● **Given task**: Could the lines from the one with "label: screw head" through the end of the listing be restated exactly, with nothing else included?

((

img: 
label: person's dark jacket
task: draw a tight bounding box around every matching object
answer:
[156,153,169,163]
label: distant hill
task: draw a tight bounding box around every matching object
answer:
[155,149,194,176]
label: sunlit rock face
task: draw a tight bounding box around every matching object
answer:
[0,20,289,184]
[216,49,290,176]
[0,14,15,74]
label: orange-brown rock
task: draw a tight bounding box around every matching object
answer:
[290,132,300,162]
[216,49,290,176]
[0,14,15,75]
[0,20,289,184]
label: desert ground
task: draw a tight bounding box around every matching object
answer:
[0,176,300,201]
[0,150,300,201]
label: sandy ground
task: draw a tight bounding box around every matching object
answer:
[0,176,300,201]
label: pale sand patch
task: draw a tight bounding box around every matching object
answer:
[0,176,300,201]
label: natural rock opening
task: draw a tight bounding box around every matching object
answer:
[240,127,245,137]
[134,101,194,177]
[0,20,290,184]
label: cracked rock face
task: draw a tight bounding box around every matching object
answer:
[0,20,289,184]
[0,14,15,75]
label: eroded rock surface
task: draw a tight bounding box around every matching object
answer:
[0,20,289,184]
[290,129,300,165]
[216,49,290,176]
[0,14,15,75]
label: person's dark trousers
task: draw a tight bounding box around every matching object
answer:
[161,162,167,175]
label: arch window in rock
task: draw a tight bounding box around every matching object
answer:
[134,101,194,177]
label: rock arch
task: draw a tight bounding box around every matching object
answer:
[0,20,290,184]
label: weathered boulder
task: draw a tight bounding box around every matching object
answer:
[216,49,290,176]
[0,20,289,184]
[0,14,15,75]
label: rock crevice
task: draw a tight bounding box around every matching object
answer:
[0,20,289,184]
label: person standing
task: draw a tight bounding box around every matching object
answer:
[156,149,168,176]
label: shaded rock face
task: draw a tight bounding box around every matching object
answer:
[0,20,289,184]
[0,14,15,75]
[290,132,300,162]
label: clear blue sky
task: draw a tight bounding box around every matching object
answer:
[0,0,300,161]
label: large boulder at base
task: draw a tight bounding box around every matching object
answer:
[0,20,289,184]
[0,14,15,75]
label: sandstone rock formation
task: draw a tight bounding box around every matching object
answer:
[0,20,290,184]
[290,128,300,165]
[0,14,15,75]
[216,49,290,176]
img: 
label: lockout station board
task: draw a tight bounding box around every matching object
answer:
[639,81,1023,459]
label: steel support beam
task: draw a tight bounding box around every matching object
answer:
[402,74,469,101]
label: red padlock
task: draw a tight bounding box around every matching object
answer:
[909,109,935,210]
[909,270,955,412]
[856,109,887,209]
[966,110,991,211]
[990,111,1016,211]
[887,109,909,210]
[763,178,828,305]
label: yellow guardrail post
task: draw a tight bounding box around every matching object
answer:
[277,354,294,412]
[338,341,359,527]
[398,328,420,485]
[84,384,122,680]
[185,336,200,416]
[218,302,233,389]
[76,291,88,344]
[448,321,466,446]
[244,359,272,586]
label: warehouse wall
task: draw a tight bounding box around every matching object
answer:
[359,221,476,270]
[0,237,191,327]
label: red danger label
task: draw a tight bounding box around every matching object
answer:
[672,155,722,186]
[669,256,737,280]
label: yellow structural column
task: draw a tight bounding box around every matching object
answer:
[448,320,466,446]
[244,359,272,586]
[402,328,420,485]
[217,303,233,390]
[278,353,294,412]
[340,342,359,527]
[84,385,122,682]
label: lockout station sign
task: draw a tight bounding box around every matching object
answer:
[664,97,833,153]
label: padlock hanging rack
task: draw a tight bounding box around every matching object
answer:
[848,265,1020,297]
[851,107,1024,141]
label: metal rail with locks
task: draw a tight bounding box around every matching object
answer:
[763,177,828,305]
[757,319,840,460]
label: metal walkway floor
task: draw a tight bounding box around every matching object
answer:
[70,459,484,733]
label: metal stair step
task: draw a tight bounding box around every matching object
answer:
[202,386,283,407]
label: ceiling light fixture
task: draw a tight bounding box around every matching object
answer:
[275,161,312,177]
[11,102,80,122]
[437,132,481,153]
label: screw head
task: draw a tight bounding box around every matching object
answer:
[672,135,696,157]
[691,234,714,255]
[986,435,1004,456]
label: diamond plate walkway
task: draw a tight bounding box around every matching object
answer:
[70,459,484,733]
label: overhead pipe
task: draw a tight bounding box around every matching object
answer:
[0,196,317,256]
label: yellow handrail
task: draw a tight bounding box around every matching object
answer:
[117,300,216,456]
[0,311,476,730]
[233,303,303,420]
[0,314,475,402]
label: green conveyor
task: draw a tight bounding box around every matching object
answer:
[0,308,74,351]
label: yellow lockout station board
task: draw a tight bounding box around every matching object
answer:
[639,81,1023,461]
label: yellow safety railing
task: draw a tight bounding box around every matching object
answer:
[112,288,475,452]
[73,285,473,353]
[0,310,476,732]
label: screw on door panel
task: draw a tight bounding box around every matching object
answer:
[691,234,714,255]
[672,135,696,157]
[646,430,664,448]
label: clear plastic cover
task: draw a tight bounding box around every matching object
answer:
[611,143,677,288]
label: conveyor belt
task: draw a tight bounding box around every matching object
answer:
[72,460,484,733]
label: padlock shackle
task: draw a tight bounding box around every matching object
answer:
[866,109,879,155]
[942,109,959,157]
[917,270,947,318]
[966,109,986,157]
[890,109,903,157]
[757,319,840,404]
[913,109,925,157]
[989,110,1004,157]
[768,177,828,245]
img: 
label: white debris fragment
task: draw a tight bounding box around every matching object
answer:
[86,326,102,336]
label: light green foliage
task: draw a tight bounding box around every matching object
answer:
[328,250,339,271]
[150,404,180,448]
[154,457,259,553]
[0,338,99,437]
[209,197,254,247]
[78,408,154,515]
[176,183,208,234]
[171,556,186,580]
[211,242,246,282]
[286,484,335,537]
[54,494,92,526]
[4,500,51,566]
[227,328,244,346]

))

● **Solved problem**:
label: screw head
task: draw a tight bounding box around every matching object
answer:
[672,135,696,157]
[691,234,714,255]
[986,435,1004,456]
label: diamond plate walkway
task: draw a tight bounding box around every matching object
answer:
[70,459,484,733]
label: overhead pipe
task: draw a tight bounding box around every matching object
answer:
[0,196,317,256]
label: yellow handrail
task: draw a tight bounding box around every matching object
answer:
[117,300,216,456]
[0,311,476,730]
[233,303,303,420]
[0,314,475,402]
label: green conveyor
task: draw a tight bounding box around every matching object
answer:
[0,308,74,351]
label: yellow lockout station board
task: draw a tight bounding box around every matching object
answer:
[639,81,1023,461]
label: yellow safety railing
task: draw a tight bounding box around every matching object
answer:
[112,288,475,452]
[73,285,473,353]
[0,310,476,732]
label: screw on door panel
task: draw a tight bounding box around every matching object
answer:
[691,234,714,255]
[672,135,696,157]
[646,430,664,448]
label: clear plastic cover
task: draw a tight bounding box around every matching object
answer:
[611,143,677,288]
label: conveyor belt
task: draw a tight bounding box around every matching object
answer:
[72,460,484,733]
label: padlock shackle
task: draw a tight bounding box around every matching object
answer:
[866,109,879,155]
[942,109,959,157]
[917,270,947,318]
[966,109,986,157]
[890,109,903,157]
[757,319,840,404]
[913,109,925,157]
[989,110,1004,157]
[768,177,828,245]
img: 
label: white debris fragment
task: draw a tight bounding box around every matching object
answer:
[86,326,102,336]
label: light green foliage
task: draw a tight bounding box around every matching object
answer:
[328,250,339,271]
[150,404,180,448]
[154,457,259,553]
[0,338,99,437]
[209,197,254,247]
[78,408,154,515]
[176,183,208,234]
[171,556,186,580]
[211,242,246,282]
[286,484,335,537]
[54,494,92,526]
[4,500,51,566]
[227,328,244,346]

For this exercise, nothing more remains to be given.